[TASK OBJECTIVE] Can you write out all the lines word for word, with no pictures?

──────── DATA PROVIDED ────────

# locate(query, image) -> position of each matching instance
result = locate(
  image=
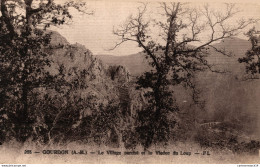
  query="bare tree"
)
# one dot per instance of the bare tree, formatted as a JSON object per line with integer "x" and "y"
{"x": 23, "y": 38}
{"x": 252, "y": 57}
{"x": 179, "y": 54}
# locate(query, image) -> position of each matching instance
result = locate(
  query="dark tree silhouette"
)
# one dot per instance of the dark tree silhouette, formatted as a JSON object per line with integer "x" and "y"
{"x": 252, "y": 57}
{"x": 23, "y": 58}
{"x": 180, "y": 52}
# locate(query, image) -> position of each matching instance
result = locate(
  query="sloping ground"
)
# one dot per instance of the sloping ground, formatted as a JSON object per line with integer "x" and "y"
{"x": 228, "y": 97}
{"x": 77, "y": 61}
{"x": 135, "y": 63}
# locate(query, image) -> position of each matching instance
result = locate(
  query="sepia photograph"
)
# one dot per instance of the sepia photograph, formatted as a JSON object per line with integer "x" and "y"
{"x": 129, "y": 82}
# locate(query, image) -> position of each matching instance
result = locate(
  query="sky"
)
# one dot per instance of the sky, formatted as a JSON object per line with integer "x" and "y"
{"x": 96, "y": 31}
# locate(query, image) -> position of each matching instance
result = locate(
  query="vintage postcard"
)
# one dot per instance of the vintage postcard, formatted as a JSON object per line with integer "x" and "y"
{"x": 129, "y": 82}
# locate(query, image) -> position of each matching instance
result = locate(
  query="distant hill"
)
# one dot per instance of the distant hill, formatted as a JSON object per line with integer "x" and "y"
{"x": 135, "y": 63}
{"x": 228, "y": 97}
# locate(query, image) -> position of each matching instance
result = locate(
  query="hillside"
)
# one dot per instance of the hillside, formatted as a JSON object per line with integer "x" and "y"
{"x": 135, "y": 63}
{"x": 228, "y": 97}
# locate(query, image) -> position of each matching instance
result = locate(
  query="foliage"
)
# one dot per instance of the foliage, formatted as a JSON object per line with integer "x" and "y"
{"x": 23, "y": 39}
{"x": 174, "y": 57}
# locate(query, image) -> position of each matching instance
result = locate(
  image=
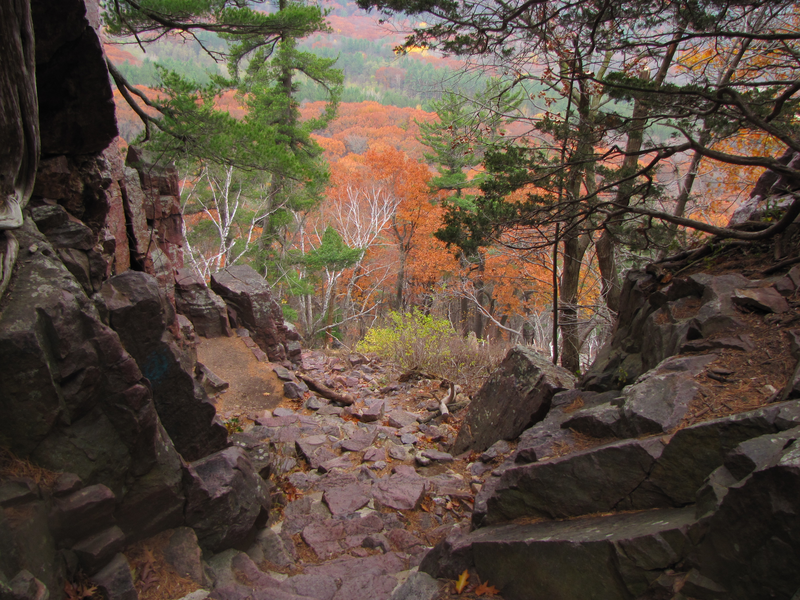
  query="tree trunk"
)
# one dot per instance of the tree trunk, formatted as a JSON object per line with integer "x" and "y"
{"x": 574, "y": 248}
{"x": 19, "y": 117}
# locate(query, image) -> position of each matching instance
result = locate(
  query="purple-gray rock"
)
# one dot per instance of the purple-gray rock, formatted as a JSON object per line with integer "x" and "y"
{"x": 375, "y": 454}
{"x": 268, "y": 546}
{"x": 401, "y": 492}
{"x": 83, "y": 513}
{"x": 761, "y": 299}
{"x": 418, "y": 586}
{"x": 95, "y": 551}
{"x": 294, "y": 389}
{"x": 515, "y": 397}
{"x": 400, "y": 418}
{"x": 366, "y": 587}
{"x": 374, "y": 412}
{"x": 24, "y": 586}
{"x": 225, "y": 497}
{"x": 360, "y": 440}
{"x": 345, "y": 494}
{"x": 138, "y": 313}
{"x": 655, "y": 321}
{"x": 597, "y": 480}
{"x": 611, "y": 557}
{"x": 658, "y": 401}
{"x": 437, "y": 455}
{"x": 205, "y": 309}
{"x": 249, "y": 295}
{"x": 319, "y": 587}
{"x": 495, "y": 450}
{"x": 184, "y": 554}
{"x": 115, "y": 580}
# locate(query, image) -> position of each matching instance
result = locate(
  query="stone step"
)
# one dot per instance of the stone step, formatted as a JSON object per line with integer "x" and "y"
{"x": 611, "y": 557}
{"x": 634, "y": 474}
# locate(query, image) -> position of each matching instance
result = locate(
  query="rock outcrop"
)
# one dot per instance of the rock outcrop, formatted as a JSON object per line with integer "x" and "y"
{"x": 251, "y": 305}
{"x": 93, "y": 363}
{"x": 138, "y": 313}
{"x": 514, "y": 398}
{"x": 652, "y": 509}
{"x": 659, "y": 320}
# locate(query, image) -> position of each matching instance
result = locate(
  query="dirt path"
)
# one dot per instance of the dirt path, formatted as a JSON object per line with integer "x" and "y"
{"x": 254, "y": 387}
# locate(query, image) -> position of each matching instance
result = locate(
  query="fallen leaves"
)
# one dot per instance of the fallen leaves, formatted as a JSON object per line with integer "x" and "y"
{"x": 463, "y": 579}
{"x": 461, "y": 586}
{"x": 484, "y": 589}
{"x": 80, "y": 590}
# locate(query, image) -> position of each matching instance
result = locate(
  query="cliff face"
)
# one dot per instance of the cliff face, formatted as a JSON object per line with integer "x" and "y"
{"x": 97, "y": 386}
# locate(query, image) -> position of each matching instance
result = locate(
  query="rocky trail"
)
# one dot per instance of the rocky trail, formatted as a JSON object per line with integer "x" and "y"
{"x": 631, "y": 493}
{"x": 362, "y": 492}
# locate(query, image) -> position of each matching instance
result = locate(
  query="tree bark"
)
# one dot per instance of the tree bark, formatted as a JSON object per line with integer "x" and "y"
{"x": 19, "y": 111}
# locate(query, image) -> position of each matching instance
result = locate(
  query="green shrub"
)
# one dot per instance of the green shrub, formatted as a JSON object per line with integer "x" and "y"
{"x": 422, "y": 342}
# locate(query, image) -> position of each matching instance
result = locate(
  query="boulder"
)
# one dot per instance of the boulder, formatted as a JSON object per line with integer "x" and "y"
{"x": 19, "y": 127}
{"x": 658, "y": 320}
{"x": 201, "y": 306}
{"x": 761, "y": 299}
{"x": 659, "y": 399}
{"x": 419, "y": 586}
{"x": 225, "y": 497}
{"x": 184, "y": 554}
{"x": 345, "y": 494}
{"x": 76, "y": 103}
{"x": 83, "y": 513}
{"x": 24, "y": 586}
{"x": 115, "y": 580}
{"x": 72, "y": 398}
{"x": 614, "y": 557}
{"x": 248, "y": 295}
{"x": 399, "y": 491}
{"x": 694, "y": 452}
{"x": 95, "y": 551}
{"x": 137, "y": 312}
{"x": 753, "y": 539}
{"x": 597, "y": 480}
{"x": 515, "y": 397}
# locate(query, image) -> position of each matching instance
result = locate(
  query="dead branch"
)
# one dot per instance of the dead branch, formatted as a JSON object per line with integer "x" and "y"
{"x": 325, "y": 391}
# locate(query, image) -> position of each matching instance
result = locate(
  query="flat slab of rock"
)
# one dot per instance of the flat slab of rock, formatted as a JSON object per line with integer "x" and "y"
{"x": 515, "y": 397}
{"x": 398, "y": 491}
{"x": 763, "y": 299}
{"x": 360, "y": 440}
{"x": 595, "y": 557}
{"x": 658, "y": 401}
{"x": 597, "y": 480}
{"x": 401, "y": 418}
{"x": 344, "y": 495}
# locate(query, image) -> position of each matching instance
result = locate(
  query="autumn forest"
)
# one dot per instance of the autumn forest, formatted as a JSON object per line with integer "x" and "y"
{"x": 499, "y": 166}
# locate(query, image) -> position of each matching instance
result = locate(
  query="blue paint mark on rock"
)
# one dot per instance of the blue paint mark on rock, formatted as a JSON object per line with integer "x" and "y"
{"x": 156, "y": 366}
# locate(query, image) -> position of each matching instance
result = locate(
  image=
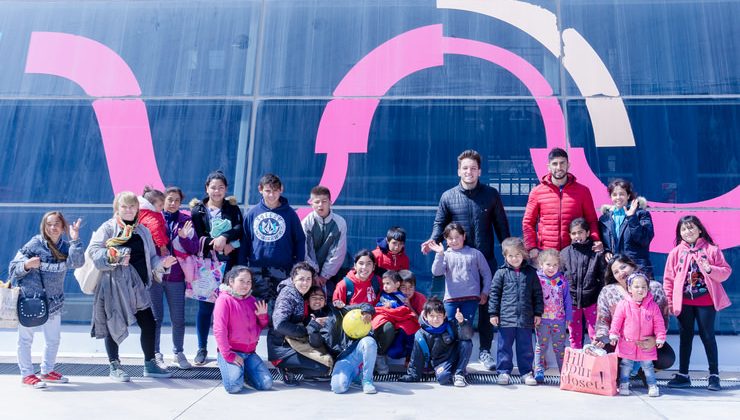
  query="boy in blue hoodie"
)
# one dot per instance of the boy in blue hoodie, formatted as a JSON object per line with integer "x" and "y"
{"x": 273, "y": 239}
{"x": 443, "y": 344}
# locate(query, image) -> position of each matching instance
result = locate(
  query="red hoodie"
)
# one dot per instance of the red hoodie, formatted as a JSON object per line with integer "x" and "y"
{"x": 235, "y": 325}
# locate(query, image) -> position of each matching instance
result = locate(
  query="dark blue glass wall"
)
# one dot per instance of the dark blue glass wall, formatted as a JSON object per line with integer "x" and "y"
{"x": 243, "y": 85}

────────

[SOLUTION FOR THIS PROBLEM]
# locate(query, image) -> position of each matching instance
result = locate(
  image=
  query="bare tree"
)
# one dot per instance of the bare tree, formatted as a JSON object per line with integer "x" and "y"
{"x": 23, "y": 38}
{"x": 252, "y": 57}
{"x": 179, "y": 54}
# locate(query, image) -> position of each matching instance
result = locate(
  query="dark tree silhouette"
)
# one dot per instance of the dark tree silhouette, formatted as a JSON object per line with integer "x" and "y"
{"x": 252, "y": 57}
{"x": 23, "y": 58}
{"x": 180, "y": 52}
# locate(query, image) -> position of each matching instance
result = locate(
  query="sloping ground"
)
# one dot per instance of the sloping ground, formatted as a JSON object per line with integer "x" and "y"
{"x": 228, "y": 97}
{"x": 77, "y": 61}
{"x": 135, "y": 63}
# locate(query, image) -> position of each matching instance
result = locate(
  query="sepia photograph"
)
# one dot per instance of the sepia photograph, formatted as a JSON object per line with integer "x" and "y"
{"x": 129, "y": 82}
# locate(query, image) -> position of each matching instance
result = locate(
  query="sky"
)
# one dot per instance of the sky, formatted as a JSON object per line with integer "x" and "y"
{"x": 96, "y": 31}
# locate(query, image) -> position of each matching instance
result = locate(
  query="vintage postcard"
)
# one dot per instance of the vintage postcard, formatted as a JSON object per line with integer "x" and "y"
{"x": 129, "y": 82}
# locate(query, image) -> position of each matching instance
result = locate(
  query="distant hill"
)
# one dot per instance of the distant hill, formatted as a JSON object per line with integer "x" and "y"
{"x": 135, "y": 63}
{"x": 228, "y": 97}
# locate(query, image) -> position of each matching instance
result = locate(
  query="hillside"
)
# one dot per instance of the hillside, formatted as a JSON object per line with integer "x" and "y"
{"x": 135, "y": 63}
{"x": 228, "y": 97}
# locate(query, image) -> position of each matching instance
result = locate(
  query="foliage"
)
# one dot per instance of the foliage, formatted as a JSON object per line with integer "x" and "y"
{"x": 23, "y": 39}
{"x": 174, "y": 57}
# locate(query, image) -> position of each matching instance
result = locate(
  image=
  query="tree trunk"
)
# one dot per instance of the tree trunk, formatted as a JSON object per line with integer "x" and "y"
{"x": 574, "y": 248}
{"x": 19, "y": 117}
# locate(query, image) -> position of each matching instance
result = locate(
  query="purple-gray rock"
)
# one dot per instance of the purple-gray rock, formatted as a JSON object per line with integer "x" and "y"
{"x": 375, "y": 454}
{"x": 268, "y": 546}
{"x": 401, "y": 492}
{"x": 83, "y": 513}
{"x": 761, "y": 299}
{"x": 418, "y": 586}
{"x": 95, "y": 551}
{"x": 294, "y": 389}
{"x": 515, "y": 397}
{"x": 400, "y": 418}
{"x": 366, "y": 587}
{"x": 374, "y": 412}
{"x": 24, "y": 586}
{"x": 225, "y": 497}
{"x": 360, "y": 440}
{"x": 345, "y": 494}
{"x": 138, "y": 313}
{"x": 655, "y": 321}
{"x": 597, "y": 480}
{"x": 611, "y": 557}
{"x": 658, "y": 401}
{"x": 437, "y": 455}
{"x": 205, "y": 309}
{"x": 249, "y": 295}
{"x": 319, "y": 587}
{"x": 495, "y": 450}
{"x": 184, "y": 554}
{"x": 115, "y": 580}
# locate(query, image) -> position of each matching instance
result = locate(
  query="stone step"
)
# one dot per instance of the stone step, formatted as a JSON object per line with integer "x" and "y"
{"x": 611, "y": 557}
{"x": 634, "y": 474}
# locate(query, image) -> position of each matching instance
result = locate(
  query="rock outcrop"
)
# one dot per instance of the rock outcrop, formatted as a JSON object per line with integer "x" and "y"
{"x": 251, "y": 305}
{"x": 93, "y": 363}
{"x": 138, "y": 313}
{"x": 514, "y": 398}
{"x": 652, "y": 509}
{"x": 659, "y": 320}
# locate(query, image) -> position of each matching instance
result = locate(
  query="dirt path"
)
# one dot per instance of the dirt path, formatted as a JSON object per line with integer "x" and "y"
{"x": 254, "y": 387}
# locate(query, image) -> position of each matching instance
result = locate(
  query="fallen leaves"
)
# one dot per instance of the fallen leaves, formatted as a JSON object per line with integer "x" and "y"
{"x": 463, "y": 579}
{"x": 461, "y": 586}
{"x": 484, "y": 589}
{"x": 80, "y": 590}
# locate(query, image) -> position of each matching instance
result = locate(
  query="cliff face"
)
# one dot per instance of the cliff face, formatted as a JSON object per line with integer "x" and "y"
{"x": 97, "y": 386}
# locate(query, image) -> position of each matching instance
result = locate(
  query="rocky trail"
)
# one dot per instance of the rocky trail, formatted as a JSON object per line with integer "x" and "y"
{"x": 631, "y": 493}
{"x": 362, "y": 492}
# locate(query, image) -> position of each matching instance
result = locate(
  query="tree bark"
)
# one dot per instance of the tree bark, formatted as a JSON object per line with integer "x" and "y"
{"x": 19, "y": 111}
# locate(query, image) -> position of each matching instance
result = locate(
  query="green shrub"
)
# one dot per instance of the green shrub, formatted as a JSON object per line with integer "x" and "y"
{"x": 422, "y": 342}
# locate(query, image) -> position of each matching instance
result = locate(
  query="boulder"
)
# one dot per instance of the boulder, formatted as a JSON object per line with integer "x" and "y"
{"x": 19, "y": 127}
{"x": 658, "y": 320}
{"x": 201, "y": 306}
{"x": 761, "y": 299}
{"x": 659, "y": 399}
{"x": 419, "y": 586}
{"x": 225, "y": 497}
{"x": 184, "y": 554}
{"x": 345, "y": 494}
{"x": 76, "y": 103}
{"x": 83, "y": 513}
{"x": 24, "y": 586}
{"x": 115, "y": 580}
{"x": 72, "y": 398}
{"x": 614, "y": 557}
{"x": 248, "y": 295}
{"x": 399, "y": 491}
{"x": 694, "y": 452}
{"x": 95, "y": 551}
{"x": 137, "y": 312}
{"x": 753, "y": 539}
{"x": 597, "y": 480}
{"x": 515, "y": 397}
# locate(query, image) -> position of each matching instance
result = locate(
  query="dead branch"
)
# one dot per instance of the dead branch, formatted as a JSON object per line with integer "x" and "y"
{"x": 325, "y": 391}
# locate(query, image) -> position of each matching instance
result = locate(
  query="flat slab of rock"
)
# one dot per instance of the flat slab of rock, formatted as a JSON object per line with integer "x" and "y"
{"x": 515, "y": 397}
{"x": 398, "y": 491}
{"x": 763, "y": 299}
{"x": 360, "y": 440}
{"x": 595, "y": 557}
{"x": 658, "y": 401}
{"x": 597, "y": 480}
{"x": 401, "y": 418}
{"x": 344, "y": 495}
# locate(query, image) -> position of each matching instance
result = locate(
  query="autumn forest"
)
# one dot per instance of the autumn forest, formatted as a JSON object per line with integer "x" and "y"
{"x": 499, "y": 166}
# locate(query, image) -> position of each matching instance
result = locate(
  query="blue paint mark on rock"
)
# one dot per instance of the blue paint mark on rock, formatted as a JSON object per line with integer "x" and "y"
{"x": 156, "y": 366}
# locate(query, image) -> position of each matching instance
result = locate(
  image=
  query="boy in blue hoodie"
)
# one dot per instance of the boy in blue hoodie, formatted as a JSON object per line with integer "x" and "y"
{"x": 273, "y": 239}
{"x": 443, "y": 344}
# locate(query, image) -> position of each matching instance
result = locate(
  query="red hoodie"
)
# one dot per instance of the red hoodie, formatted as a JSON object per line with integer "x" and "y"
{"x": 235, "y": 325}
# locate(query, image) -> position of each matching instance
result = locate(
  query="dark blue glass wall"
)
# one dot per instance of the dark blue glass wall, formatted as a JSON object per line with integer "x" and "y"
{"x": 243, "y": 85}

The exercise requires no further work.